__Task requirements__.
1. List each distinct version number mentioned in the ser2net thread.
2. Reproduce the ser2net thread word for word, everything from "There is a bug" down to "first one hung.".

__Text extract__.
We have 3 similar setups on other ubuntu machines, no problems there for more than a year, however there we connect directly via python telnet lib instead of HTTP API, and have older versions of ser2net (4.5.0) and gensiot (2.7.6).

Workaround

So far managed to fix these ports by performing setportenable off|on via admin console. Another thing that fixes this issue is the connection timeout from ser2net config.

I thought it could perhaps be TCP deadlock (similar to iperf3 issue I encountered), but not sure how that could happen on localhost, as it requires loosing packets. I assume that one TCP connection hangs, buffers fill and no output can be sent, because ser2net wants to send output to all connections, but one of them does not respond.

Tried only with these versions so far: gensiot 2.8.2 (built from source)
ser2net 4.6.0 (built from source, might be newer than actual version)

Can try to reproduce with other versions if you need, but I can only reproduce this on our specific infrastructure and within a day or two.

ffolkes1911 avatar Mar 13 '24 07:03 ffolkes1911

This is an incredible and useful amount of detail.

There is a bug in showport and friends, the state string is off by one. The actual values being reported for the states are "waiting input" and "waiting output", not "waiting output" and "closing". The "waiting output" state there means one of the network instances there is unable to be written to, as you have already surmised. It's probably the first one, as it's the one that has all the data written to it; the others appear to not have data, so I assume those connections came in after the first one hung.

You have rfc2217 configured, are the connections actually using that? If not, could you turn it off? The only major changes to ser2net between 4.5.0 and 4.6.0 are dealing with rfc2217 handling, but if you aren't using that, it's not going to make much difference there.

But nothing has changed in the networking code or in the base code between gensio 2.7.6 and 2.8.2 except for one change that shouldn't cause any issue like this. There was one change in the telnet code involving initialization sequences that might be applicable.

You don't appear to be using multiple threads in ser2net, so it's not a race condition (at least not that kind of race condition).

If I understand correctly, you were connecting directly to ser2net from a windows application and were seeing the problem often. You changed to using an HTTP proxy to receive HTTP connections that then get converted to TCP connections to ser2net and the problem lessened, but didn't go away.

It is at least theoretically possible that it's an issue in the Windows application. If it stops reading data for some reason, this is what you would see. It's possible, for instance, that the telnet changes I mentioned above changed the timing of initialization and confused the Windows app. Do you know in this case if the Windows application has received any data on the port? Since there are lots of buffers between ser2net and the Windows app, 1860893 bytes is fairly close to what I would expect if something just opened a port and never read from it.

__Rows__.
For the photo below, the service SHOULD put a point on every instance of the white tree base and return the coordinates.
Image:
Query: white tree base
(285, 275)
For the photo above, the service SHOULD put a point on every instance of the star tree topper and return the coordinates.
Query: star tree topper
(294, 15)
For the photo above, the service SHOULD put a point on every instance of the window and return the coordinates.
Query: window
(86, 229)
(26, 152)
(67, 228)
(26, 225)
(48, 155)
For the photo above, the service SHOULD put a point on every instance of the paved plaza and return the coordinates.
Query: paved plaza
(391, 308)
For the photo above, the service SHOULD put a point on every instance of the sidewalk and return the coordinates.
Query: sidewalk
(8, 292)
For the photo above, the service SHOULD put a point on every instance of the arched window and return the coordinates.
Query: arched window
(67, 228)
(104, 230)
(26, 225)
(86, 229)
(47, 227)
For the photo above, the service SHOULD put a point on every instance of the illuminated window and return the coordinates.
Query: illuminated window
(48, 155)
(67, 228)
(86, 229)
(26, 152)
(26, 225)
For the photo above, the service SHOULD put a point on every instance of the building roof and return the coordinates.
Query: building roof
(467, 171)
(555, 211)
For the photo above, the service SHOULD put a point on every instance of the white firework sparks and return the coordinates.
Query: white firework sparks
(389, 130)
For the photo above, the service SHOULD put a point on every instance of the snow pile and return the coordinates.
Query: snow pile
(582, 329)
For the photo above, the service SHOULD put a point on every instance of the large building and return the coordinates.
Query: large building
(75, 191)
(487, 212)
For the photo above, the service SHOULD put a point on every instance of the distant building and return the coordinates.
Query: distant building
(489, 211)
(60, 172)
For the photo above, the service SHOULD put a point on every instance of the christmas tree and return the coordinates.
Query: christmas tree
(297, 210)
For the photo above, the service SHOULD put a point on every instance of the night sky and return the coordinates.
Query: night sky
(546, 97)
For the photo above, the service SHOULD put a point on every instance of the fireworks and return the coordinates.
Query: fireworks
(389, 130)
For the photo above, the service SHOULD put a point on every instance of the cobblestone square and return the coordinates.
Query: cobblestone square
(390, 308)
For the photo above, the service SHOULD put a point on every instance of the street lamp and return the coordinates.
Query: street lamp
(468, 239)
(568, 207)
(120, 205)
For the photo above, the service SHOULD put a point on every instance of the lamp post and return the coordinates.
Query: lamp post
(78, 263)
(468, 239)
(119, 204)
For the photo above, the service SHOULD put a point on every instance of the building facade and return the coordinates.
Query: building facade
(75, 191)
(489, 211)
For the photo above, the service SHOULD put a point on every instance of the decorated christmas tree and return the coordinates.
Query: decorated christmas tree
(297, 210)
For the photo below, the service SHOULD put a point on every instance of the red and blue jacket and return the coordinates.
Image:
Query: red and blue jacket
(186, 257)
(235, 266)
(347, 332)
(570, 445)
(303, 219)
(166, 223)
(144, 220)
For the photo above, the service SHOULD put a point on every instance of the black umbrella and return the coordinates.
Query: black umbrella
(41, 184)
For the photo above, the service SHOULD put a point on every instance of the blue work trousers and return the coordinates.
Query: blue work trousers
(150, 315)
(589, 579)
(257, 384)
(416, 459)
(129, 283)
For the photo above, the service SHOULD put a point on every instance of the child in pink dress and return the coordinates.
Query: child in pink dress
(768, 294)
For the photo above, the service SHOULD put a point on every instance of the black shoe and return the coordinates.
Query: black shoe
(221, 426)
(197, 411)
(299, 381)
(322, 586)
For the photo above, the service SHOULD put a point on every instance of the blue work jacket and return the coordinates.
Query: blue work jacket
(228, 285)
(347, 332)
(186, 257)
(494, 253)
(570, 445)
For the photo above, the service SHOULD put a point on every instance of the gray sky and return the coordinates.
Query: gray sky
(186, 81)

__Answers to the problems__.
1.
4.5.0
2.7.6
2.8.2
4.6.0

2.
There is a bug in showport and friends, the state string is off by one. The actual values being reported for the states are "waiting input" and "waiting output", not "waiting output" and "closing". The "waiting output" state there means one of the network instances there is unable to be written to, as you have already surmised. It's probably the first one, as it's the one that has all the data written to it; the others appear to not have data, so I assume those connections came in after the first one hung.